LISTA DE TAREFAS:
[1] Devolva a parte do trecho da página sobre a repressão na Rússia que vai de "O relatório de" até "elas foram usadas.", inclusive.
[2] Responda com base no trecho da página sobre a repressão na Rússia:
(a) Em que mês e ano Putin voltou à presidência?
(b) Quantas páginas tem o relatório?
(c) Que cargo ocupa Hugh Williamson?
[3] Como você continuaria o trecho da página sobre a repressão na Rússia a partir do ponto em que ele termina?

TRECHO DA PÁGINA:
• • • • •
O relatório de 78 páginas “Leis de Atrito: Repressão contra a sociedade civil russa após o retorno de Putin à presidência”descreve algumas das mudanças ocorridas desde que Putin voltou à presidência em maio de 2012. As autoridades editaram uma série de leis restritivas; iniciaram uma campanha nacional de inspeções invasivas a organizações não governamentais; perseguiram, intimidaram e, em muitos casos, prenderam ativistas políticos; e buscaram enquadrar os críticos do governo como inimigos clandestinos. O relatório analisou as novas leis, incluindo a chamada lei de “agentes estrangeiros”, a lei da traição e a lei da reunião, além de documentar casos em que elas foram usadas.

“As novas leis e a perseguição do governo estão colocando os ativistas da sociedade civil às margens da lei”, comentou Hugh Williamson, diretor da Human Rights Watch para a Europa e a Ásia Central. “A repressão do governo está prejudicando a sociedade russa e afetando a posição internacional do país”.
• • • • •
ITENS DE DADOS:

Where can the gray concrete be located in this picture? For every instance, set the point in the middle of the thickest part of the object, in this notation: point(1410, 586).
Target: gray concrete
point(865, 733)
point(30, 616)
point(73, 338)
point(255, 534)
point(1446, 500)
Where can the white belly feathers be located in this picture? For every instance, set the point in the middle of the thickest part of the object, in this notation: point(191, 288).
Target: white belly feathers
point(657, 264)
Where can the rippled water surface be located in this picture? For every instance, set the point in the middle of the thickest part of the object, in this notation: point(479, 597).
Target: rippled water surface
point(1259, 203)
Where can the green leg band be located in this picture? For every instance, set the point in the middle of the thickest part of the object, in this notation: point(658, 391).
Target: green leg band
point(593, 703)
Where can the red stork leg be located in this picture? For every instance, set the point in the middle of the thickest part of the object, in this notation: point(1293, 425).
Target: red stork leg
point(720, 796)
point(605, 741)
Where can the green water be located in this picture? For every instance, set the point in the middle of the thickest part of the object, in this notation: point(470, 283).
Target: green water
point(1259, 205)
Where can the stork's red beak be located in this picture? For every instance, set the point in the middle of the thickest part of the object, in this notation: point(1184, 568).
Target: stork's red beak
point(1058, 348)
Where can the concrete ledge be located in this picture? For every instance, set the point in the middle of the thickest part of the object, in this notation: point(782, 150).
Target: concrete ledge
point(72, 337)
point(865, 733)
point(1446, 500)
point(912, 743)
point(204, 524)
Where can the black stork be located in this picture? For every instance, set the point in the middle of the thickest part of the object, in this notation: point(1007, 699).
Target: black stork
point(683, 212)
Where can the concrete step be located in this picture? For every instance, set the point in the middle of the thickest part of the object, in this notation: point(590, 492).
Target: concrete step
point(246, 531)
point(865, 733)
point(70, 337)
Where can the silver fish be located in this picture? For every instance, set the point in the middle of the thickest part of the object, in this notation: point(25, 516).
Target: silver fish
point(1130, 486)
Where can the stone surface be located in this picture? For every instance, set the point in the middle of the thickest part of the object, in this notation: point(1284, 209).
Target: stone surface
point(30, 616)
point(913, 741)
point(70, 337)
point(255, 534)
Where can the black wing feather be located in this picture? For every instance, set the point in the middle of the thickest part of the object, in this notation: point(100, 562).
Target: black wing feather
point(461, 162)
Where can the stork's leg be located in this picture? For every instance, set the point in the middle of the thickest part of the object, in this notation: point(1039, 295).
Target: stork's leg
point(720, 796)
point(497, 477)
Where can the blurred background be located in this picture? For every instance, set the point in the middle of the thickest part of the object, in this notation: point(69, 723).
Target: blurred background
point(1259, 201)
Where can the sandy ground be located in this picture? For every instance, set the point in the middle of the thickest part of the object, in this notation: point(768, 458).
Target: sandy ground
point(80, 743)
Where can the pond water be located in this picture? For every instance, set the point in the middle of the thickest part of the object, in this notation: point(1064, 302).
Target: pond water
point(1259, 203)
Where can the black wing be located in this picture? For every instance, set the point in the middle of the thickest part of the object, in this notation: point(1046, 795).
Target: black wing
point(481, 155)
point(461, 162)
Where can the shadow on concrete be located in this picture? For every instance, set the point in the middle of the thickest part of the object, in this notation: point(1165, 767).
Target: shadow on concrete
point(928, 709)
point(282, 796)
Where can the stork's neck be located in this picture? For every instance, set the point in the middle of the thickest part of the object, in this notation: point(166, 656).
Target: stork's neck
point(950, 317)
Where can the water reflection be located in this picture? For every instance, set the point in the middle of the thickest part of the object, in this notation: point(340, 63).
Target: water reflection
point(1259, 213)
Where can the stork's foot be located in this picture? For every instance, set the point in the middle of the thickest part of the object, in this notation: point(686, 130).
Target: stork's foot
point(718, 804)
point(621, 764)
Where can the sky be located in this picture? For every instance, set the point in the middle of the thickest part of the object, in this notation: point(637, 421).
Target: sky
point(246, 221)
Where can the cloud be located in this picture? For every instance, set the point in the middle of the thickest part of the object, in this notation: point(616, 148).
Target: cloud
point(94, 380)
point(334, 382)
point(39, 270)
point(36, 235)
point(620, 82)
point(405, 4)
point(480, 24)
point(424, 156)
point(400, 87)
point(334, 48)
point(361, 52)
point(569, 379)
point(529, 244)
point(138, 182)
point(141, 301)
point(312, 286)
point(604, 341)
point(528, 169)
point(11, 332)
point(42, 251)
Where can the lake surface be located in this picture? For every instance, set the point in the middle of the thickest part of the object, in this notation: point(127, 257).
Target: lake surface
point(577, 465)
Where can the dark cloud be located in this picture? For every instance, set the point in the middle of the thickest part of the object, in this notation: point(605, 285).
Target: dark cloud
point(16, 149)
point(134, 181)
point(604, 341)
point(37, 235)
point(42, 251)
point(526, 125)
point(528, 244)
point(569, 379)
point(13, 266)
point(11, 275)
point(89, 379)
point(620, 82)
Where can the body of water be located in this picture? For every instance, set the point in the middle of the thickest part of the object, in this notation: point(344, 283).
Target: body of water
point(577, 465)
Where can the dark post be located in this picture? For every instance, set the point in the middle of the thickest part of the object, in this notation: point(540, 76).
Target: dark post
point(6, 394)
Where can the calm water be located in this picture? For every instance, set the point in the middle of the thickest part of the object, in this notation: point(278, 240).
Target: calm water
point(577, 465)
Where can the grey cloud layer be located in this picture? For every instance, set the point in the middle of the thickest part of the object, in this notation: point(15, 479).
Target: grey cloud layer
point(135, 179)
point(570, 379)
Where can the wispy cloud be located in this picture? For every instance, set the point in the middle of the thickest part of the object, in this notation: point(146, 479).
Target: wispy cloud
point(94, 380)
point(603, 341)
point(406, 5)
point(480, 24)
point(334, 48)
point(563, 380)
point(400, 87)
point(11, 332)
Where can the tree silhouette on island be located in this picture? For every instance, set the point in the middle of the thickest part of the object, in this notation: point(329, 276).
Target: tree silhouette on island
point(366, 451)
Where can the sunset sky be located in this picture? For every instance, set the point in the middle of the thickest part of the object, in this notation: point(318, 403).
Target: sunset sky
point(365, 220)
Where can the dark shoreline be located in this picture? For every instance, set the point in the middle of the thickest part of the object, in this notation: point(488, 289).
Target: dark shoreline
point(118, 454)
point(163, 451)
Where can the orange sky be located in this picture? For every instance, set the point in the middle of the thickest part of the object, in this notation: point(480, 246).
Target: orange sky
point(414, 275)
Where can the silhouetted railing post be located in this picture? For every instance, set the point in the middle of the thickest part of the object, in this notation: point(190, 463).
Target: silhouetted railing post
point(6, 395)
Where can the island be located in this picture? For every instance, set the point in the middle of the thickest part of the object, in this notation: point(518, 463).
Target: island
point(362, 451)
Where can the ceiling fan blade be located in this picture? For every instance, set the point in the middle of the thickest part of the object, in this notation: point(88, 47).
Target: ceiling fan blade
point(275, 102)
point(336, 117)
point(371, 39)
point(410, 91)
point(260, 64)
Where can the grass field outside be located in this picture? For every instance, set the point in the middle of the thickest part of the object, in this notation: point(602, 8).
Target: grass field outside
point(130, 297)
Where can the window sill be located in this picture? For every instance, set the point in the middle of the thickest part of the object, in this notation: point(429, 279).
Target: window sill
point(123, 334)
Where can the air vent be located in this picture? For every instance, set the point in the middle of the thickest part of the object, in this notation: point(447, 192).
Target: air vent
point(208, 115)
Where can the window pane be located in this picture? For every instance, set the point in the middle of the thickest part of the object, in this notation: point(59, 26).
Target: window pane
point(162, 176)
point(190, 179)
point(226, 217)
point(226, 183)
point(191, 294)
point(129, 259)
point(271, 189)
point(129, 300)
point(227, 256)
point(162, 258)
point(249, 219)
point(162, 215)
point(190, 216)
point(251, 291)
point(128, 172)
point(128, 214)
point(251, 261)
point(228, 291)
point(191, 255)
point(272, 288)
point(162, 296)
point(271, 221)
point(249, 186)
• • • • •
RESPOSTAS POR TAREFA:
[1]
O relatório de 78 páginas “Leis de Atrito: Repressão contra a sociedade civil russa após o retorno de Putin à presidência”descreve algumas das mudanças ocorridas desde que Putin voltou à presidência em maio de 2012. As autoridades editaram uma série de leis restritivas; iniciaram uma campanha nacional de inspeções invasivas a organizações não governamentais; perseguiram, intimidaram e, em muitos casos, prenderam ativistas políticos; e buscaram enquadrar os críticos do governo como inimigos clandestinos. O relatório analisou as novas leis, incluindo a chamada lei de “agentes estrangeiros”, a lei da traição e a lei da reunião, além de documentar casos em que elas foram usadas.

[2]
(a) Em maio de 2012.
(b) 78 páginas.
(c) Diretor da Human Rights Watch para a Europa e a Ásia Central.

[3]
Segundo a Human Rights Watch, muitas das novas leis e o tratamento da sociedade civil violam os compromissos internacionais da Rússiaem relaçãoaos direitos humanos.

Dentre as novas leis, várias têm o objetivo de limitar – ou até mesmo acabar com – a advocacia independente, pois impõem novos limites draconianos à associação com estrangeiros e ao financiamento estrangeiro. A lei de “agentes estrangeiros” exige que organizações que recebem financiamento estrangeiro e participam de supostas “atividades políticas” se registrem como “agentes estrangeiros”. Outra lei, aprovada em dezembro, essencialmente proíbe o financiamento proveniente dos Estados Unidos para atividades “políticas” de organizações não governamentais e bane grupos cujo trabalho seja “contrário aos interesses da Rússia”. Uma terceira lei – a lei da traição – expande a definição jurídica de traição de uma forma que poderia criminalizar o envolvimento na defesa internacional de direitos humanos.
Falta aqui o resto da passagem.